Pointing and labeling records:
+-------+

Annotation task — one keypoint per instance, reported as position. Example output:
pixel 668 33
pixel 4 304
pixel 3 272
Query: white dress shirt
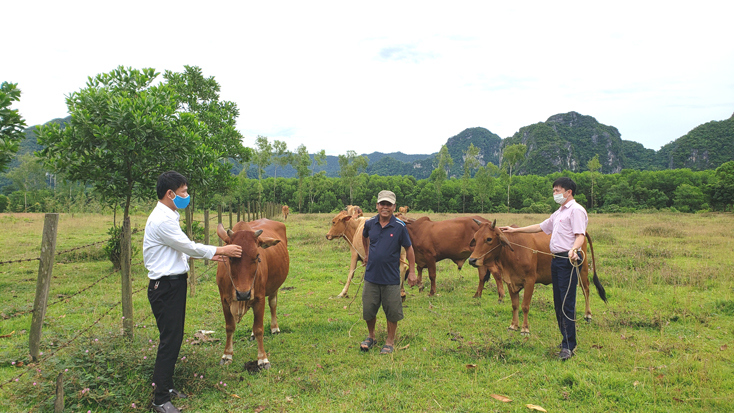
pixel 166 249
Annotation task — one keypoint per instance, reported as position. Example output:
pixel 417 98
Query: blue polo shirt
pixel 383 266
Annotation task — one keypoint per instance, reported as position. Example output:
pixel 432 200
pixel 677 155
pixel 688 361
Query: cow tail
pixel 597 282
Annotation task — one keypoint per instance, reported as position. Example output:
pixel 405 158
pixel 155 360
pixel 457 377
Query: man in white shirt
pixel 166 250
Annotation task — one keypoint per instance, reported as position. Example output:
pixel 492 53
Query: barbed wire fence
pixel 33 364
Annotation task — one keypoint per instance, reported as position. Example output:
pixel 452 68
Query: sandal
pixel 367 344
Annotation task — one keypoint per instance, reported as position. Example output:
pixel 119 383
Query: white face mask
pixel 559 198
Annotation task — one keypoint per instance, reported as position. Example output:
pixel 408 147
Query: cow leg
pixel 257 329
pixel 352 269
pixel 230 327
pixel 432 276
pixel 273 304
pixel 585 290
pixel 526 298
pixel 500 288
pixel 420 279
pixel 515 298
pixel 480 286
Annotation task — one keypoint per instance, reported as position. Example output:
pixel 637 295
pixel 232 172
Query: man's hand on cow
pixel 231 250
pixel 412 279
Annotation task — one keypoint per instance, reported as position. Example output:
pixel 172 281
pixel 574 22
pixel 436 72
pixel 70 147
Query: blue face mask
pixel 181 203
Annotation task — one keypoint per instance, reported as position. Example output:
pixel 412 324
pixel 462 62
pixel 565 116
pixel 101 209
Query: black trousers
pixel 565 279
pixel 168 302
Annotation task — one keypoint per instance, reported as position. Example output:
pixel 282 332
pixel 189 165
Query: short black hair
pixel 169 180
pixel 566 183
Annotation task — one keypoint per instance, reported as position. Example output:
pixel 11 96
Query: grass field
pixel 664 341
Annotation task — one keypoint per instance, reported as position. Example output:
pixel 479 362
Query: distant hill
pixel 705 147
pixel 565 141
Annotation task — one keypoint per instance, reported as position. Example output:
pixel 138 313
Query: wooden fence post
pixel 45 270
pixel 206 230
pixel 127 285
pixel 219 220
pixel 59 402
pixel 190 233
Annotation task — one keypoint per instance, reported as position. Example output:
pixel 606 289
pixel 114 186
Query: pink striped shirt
pixel 564 224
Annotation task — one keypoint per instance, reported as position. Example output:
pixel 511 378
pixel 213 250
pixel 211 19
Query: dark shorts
pixel 374 295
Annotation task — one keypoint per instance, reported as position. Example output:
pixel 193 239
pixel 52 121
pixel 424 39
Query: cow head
pixel 243 270
pixel 338 225
pixel 487 243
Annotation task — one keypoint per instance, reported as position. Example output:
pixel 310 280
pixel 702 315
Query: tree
pixel 28 176
pixel 723 186
pixel 594 166
pixel 441 172
pixel 318 160
pixel 301 161
pixel 471 162
pixel 11 124
pixel 208 167
pixel 262 159
pixel 511 156
pixel 350 166
pixel 281 157
pixel 123 133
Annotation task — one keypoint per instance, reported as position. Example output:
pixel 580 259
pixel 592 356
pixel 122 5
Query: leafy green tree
pixel 350 166
pixel 471 162
pixel 300 162
pixel 11 124
pixel 124 132
pixel 723 186
pixel 594 166
pixel 263 158
pixel 318 160
pixel 208 168
pixel 511 156
pixel 439 175
pixel 688 198
pixel 484 183
pixel 28 176
pixel 281 157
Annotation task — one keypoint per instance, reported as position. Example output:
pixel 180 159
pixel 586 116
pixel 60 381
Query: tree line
pixel 126 129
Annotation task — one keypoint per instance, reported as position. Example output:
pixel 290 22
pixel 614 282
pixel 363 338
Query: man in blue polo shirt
pixel 382 237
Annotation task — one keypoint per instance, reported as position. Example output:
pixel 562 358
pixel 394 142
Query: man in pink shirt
pixel 567 227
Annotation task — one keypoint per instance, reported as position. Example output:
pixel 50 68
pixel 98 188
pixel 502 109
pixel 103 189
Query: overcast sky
pixel 394 76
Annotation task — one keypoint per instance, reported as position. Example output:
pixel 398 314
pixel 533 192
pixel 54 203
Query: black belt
pixel 172 277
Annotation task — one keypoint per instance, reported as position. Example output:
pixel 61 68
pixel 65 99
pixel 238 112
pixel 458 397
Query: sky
pixel 394 75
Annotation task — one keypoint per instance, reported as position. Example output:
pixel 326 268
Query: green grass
pixel 663 343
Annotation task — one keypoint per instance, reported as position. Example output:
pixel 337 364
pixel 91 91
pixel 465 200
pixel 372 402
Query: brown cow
pixel 245 282
pixel 354 211
pixel 523 260
pixel 450 239
pixel 350 228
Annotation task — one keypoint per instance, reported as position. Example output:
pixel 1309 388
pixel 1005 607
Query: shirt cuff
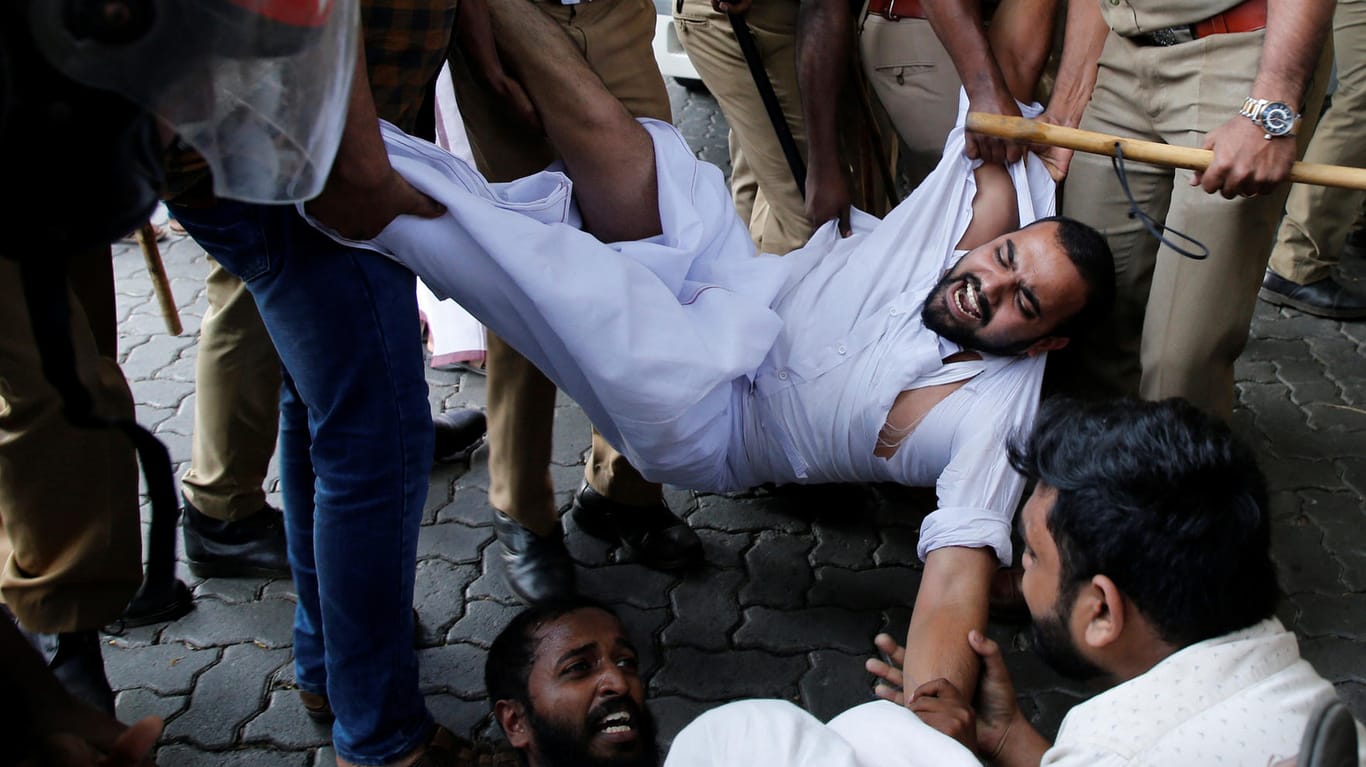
pixel 967 527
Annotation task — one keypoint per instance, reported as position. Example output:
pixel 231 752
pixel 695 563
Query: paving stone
pixel 164 669
pixel 451 542
pixel 1298 550
pixel 721 550
pixel 865 589
pixel 674 712
pixel 469 506
pixel 268 622
pixel 456 669
pixel 631 584
pixel 234 591
pixel 482 621
pixel 226 696
pixel 898 547
pixel 705 611
pixel 462 717
pixel 843 547
pixel 1332 614
pixel 190 756
pixel 642 628
pixel 836 682
pixel 727 676
pixel 742 516
pixel 439 598
pixel 134 704
pixel 798 630
pixel 286 723
pixel 779 570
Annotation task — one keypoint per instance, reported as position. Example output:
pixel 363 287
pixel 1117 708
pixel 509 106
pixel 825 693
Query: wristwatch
pixel 1275 118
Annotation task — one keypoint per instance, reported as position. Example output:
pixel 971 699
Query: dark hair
pixel 508 665
pixel 1089 252
pixel 1165 502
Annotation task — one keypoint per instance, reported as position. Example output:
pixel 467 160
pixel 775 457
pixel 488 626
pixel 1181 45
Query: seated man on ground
pixel 1148 563
pixel 564 685
pixel 888 356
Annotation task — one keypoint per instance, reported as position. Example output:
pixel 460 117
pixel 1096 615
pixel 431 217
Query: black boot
pixel 540 569
pixel 247 548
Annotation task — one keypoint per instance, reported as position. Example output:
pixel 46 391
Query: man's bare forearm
pixel 1295 36
pixel 951 602
pixel 1082 44
pixel 824 32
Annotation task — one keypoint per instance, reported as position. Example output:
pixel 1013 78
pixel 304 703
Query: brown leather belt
pixel 898 10
pixel 1249 15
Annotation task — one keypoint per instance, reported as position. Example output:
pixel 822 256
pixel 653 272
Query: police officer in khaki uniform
pixel 615 502
pixel 1317 219
pixel 1230 75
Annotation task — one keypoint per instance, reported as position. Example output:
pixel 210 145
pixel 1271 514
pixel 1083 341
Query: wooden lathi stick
pixel 1152 152
pixel 160 283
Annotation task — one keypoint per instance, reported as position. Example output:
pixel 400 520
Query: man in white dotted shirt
pixel 1146 562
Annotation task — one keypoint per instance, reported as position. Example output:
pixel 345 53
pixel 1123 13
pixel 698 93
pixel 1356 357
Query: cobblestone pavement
pixel 795 583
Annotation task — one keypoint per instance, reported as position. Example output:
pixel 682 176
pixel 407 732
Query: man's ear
pixel 511 717
pixel 1105 613
pixel 1048 343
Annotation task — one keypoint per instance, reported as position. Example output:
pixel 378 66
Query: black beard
pixel 937 317
pixel 1055 646
pixel 562 745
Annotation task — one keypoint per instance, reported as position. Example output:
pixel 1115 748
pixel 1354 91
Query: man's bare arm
pixel 364 192
pixel 1082 44
pixel 824 30
pixel 951 602
pixel 958 23
pixel 1245 162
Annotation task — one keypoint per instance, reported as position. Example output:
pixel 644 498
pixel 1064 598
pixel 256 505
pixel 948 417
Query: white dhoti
pixel 761 733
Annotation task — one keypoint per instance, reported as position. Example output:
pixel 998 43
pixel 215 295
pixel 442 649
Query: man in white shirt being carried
pixel 907 352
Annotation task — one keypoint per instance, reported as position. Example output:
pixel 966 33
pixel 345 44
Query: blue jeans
pixel 355 451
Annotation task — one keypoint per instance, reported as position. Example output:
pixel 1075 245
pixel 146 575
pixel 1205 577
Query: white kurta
pixel 1238 699
pixel 761 733
pixel 715 369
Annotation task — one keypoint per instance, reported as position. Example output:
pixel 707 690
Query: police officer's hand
pixel 988 148
pixel 734 7
pixel 828 196
pixel 1245 163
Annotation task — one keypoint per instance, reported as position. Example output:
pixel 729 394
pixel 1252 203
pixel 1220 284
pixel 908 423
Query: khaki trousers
pixel 1317 218
pixel 914 78
pixel 761 182
pixel 1178 323
pixel 615 38
pixel 237 404
pixel 70 537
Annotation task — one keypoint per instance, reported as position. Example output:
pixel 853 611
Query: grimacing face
pixel 586 697
pixel 1008 294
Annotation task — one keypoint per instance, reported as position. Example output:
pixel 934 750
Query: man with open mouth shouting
pixel 566 688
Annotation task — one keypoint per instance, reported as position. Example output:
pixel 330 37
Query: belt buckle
pixel 1174 36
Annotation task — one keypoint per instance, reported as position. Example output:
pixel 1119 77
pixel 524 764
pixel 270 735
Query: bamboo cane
pixel 160 283
pixel 1033 131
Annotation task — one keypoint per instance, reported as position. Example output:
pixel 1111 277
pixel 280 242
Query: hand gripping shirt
pixel 715 369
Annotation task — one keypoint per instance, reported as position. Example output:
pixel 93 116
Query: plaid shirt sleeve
pixel 405 45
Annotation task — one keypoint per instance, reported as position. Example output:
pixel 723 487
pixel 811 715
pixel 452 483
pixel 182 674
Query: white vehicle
pixel 668 51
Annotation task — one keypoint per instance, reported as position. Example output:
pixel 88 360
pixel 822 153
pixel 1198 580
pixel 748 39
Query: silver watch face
pixel 1277 118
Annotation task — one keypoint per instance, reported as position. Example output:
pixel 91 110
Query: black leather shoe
pixel 540 569
pixel 247 548
pixel 77 662
pixel 1322 298
pixel 650 533
pixel 458 434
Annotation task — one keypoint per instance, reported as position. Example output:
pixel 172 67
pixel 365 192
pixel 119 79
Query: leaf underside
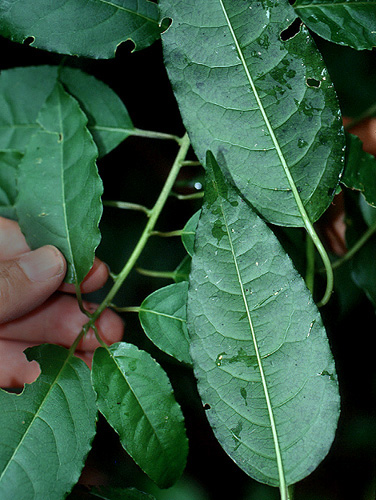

+-------+

Rewrite the records from the start through the line containing "pixel 597 282", inclusive, replacing "Query" with "Search term" and leaving all else unchanged. Omit the pictures.

Annotation task — one keypoint per instance, reported as position. Example output:
pixel 668 33
pixel 4 304
pixel 3 272
Search term: white dress shirt
pixel 166 249
Annotation task — one keypoint per instance, reported as position. Example output:
pixel 417 98
Search term: blue polo shirt
pixel 383 266
Annotation task — one keypoint per instance, reported as position. Example output:
pixel 432 200
pixel 677 155
pixel 688 361
Search term: cow tail
pixel 597 282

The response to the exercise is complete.